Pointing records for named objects
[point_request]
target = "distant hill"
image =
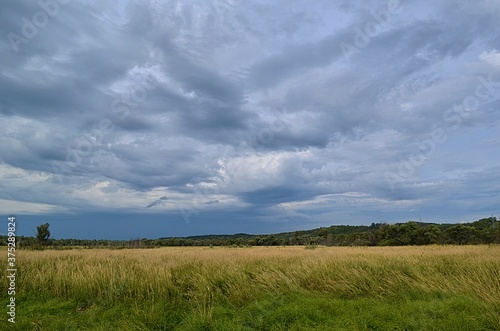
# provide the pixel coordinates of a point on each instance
(483, 231)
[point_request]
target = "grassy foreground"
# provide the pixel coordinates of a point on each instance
(258, 288)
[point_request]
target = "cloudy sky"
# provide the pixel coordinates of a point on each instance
(126, 119)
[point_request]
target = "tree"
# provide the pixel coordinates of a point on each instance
(43, 233)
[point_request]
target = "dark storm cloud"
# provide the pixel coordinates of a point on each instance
(250, 111)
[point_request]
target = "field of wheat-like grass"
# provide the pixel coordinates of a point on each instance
(260, 288)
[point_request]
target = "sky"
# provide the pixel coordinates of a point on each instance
(147, 119)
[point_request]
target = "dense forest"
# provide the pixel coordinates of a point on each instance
(483, 231)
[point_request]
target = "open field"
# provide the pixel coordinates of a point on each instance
(259, 288)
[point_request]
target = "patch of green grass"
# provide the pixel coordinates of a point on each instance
(431, 288)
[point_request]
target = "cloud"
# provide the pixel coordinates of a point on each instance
(251, 113)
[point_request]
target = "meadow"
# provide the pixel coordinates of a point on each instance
(258, 288)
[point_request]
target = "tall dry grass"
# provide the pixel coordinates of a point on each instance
(200, 276)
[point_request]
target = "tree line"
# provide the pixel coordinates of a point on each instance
(483, 231)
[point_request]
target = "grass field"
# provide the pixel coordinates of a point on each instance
(258, 288)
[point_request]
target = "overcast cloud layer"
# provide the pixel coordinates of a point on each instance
(124, 119)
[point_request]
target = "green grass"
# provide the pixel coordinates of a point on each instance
(292, 288)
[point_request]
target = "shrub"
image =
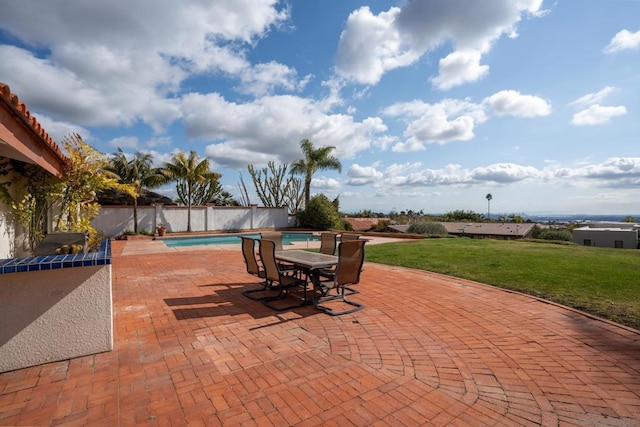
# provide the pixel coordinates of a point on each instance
(428, 228)
(320, 214)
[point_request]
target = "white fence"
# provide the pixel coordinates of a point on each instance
(116, 220)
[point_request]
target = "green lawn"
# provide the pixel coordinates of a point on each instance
(604, 282)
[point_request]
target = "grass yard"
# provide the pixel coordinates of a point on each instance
(604, 282)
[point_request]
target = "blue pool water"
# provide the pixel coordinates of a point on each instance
(287, 239)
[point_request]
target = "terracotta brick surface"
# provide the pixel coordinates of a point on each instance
(428, 349)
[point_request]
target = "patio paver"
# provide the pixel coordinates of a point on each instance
(427, 349)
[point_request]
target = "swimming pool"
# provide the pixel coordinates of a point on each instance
(226, 239)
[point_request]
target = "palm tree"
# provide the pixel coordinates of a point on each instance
(489, 197)
(315, 159)
(191, 175)
(136, 172)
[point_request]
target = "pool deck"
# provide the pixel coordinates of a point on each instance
(428, 349)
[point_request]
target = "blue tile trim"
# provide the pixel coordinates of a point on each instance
(52, 262)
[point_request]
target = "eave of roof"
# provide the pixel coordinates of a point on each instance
(23, 138)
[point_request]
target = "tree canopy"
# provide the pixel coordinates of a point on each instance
(315, 159)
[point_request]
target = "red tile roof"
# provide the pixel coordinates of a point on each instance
(12, 101)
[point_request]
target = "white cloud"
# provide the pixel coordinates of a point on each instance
(592, 112)
(505, 173)
(512, 103)
(454, 120)
(271, 127)
(363, 175)
(593, 98)
(597, 115)
(458, 68)
(124, 142)
(371, 45)
(614, 172)
(325, 184)
(263, 79)
(95, 75)
(623, 40)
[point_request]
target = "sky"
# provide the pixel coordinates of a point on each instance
(430, 104)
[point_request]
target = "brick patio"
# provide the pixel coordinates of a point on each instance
(427, 349)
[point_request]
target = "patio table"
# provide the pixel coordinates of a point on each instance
(310, 262)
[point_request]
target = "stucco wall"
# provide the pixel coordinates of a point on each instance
(7, 233)
(115, 220)
(54, 315)
(606, 237)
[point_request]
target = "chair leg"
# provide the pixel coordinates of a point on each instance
(342, 296)
(266, 286)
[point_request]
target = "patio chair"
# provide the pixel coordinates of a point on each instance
(328, 243)
(345, 237)
(249, 254)
(276, 238)
(350, 261)
(275, 275)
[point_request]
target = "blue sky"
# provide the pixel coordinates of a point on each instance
(431, 104)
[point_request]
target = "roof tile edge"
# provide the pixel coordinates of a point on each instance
(21, 109)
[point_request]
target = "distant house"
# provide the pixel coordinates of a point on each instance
(607, 237)
(22, 140)
(483, 230)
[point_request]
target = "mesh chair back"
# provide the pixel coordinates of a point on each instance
(248, 252)
(350, 260)
(275, 237)
(268, 257)
(328, 243)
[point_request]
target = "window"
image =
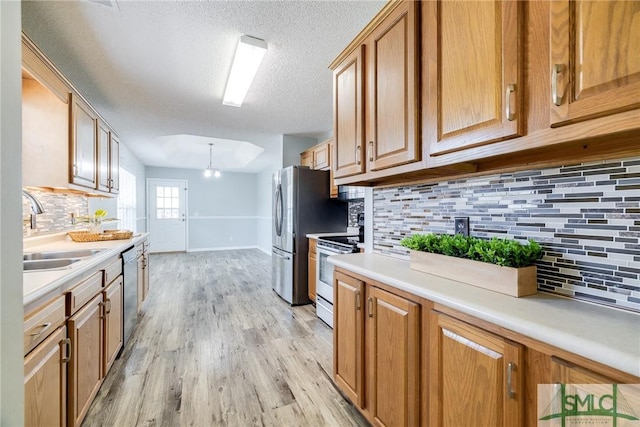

Problem: Return each line of the material that contains the string "chair", copying every such line in full.

Written solution:
target = "chair leg"
target = "patio chair"
target = "mesh chair back"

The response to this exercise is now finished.